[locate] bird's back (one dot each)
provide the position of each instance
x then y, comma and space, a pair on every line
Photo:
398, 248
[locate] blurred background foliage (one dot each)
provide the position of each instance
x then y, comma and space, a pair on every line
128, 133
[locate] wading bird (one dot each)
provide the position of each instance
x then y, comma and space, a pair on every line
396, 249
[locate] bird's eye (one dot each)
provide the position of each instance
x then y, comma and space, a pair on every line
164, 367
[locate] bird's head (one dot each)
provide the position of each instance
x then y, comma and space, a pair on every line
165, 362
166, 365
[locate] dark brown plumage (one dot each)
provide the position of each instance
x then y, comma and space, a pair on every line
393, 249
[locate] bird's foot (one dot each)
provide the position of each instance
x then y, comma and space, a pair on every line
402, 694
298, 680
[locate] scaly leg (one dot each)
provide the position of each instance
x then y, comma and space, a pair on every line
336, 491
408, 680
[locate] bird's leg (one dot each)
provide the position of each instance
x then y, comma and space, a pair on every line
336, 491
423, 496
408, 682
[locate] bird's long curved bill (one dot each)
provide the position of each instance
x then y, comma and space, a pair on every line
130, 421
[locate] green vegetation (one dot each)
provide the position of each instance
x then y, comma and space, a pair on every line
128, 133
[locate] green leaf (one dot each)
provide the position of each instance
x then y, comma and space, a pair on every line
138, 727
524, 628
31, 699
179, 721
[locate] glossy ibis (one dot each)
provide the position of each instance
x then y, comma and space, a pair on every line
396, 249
⁂
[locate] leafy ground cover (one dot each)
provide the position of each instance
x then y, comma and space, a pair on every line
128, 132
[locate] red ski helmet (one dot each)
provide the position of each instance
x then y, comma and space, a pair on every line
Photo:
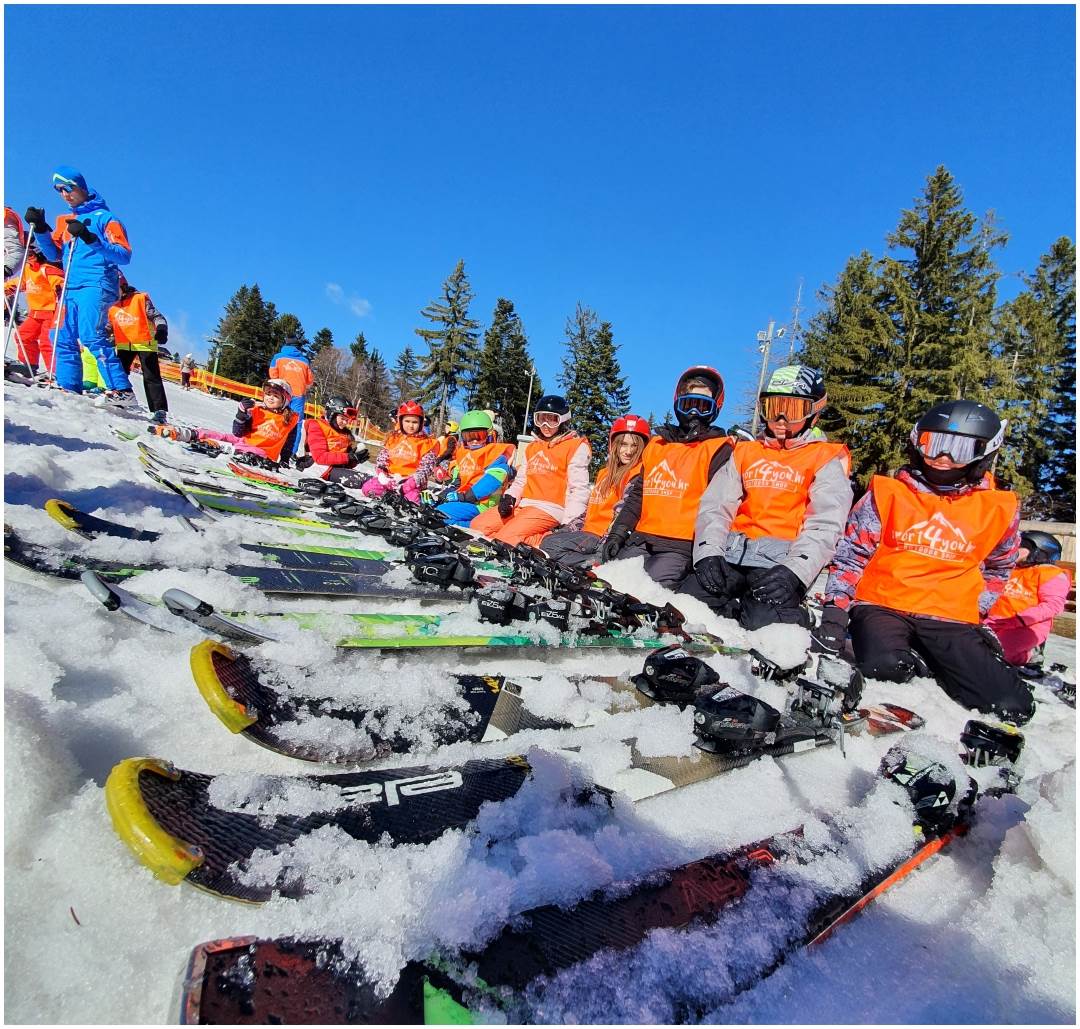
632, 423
⁂
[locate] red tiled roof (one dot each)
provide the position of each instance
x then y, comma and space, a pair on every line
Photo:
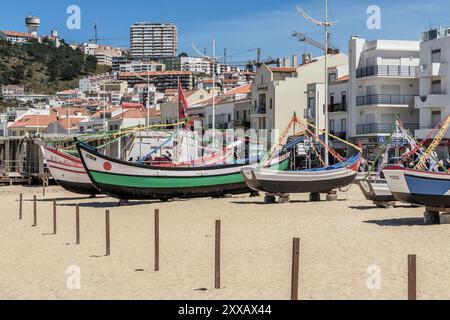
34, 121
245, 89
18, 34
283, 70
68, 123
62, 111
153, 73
⁂
• **What to work on**
How many lines of the entries contain the string "green"? Answer with a number and no other words.

• **Task solution**
2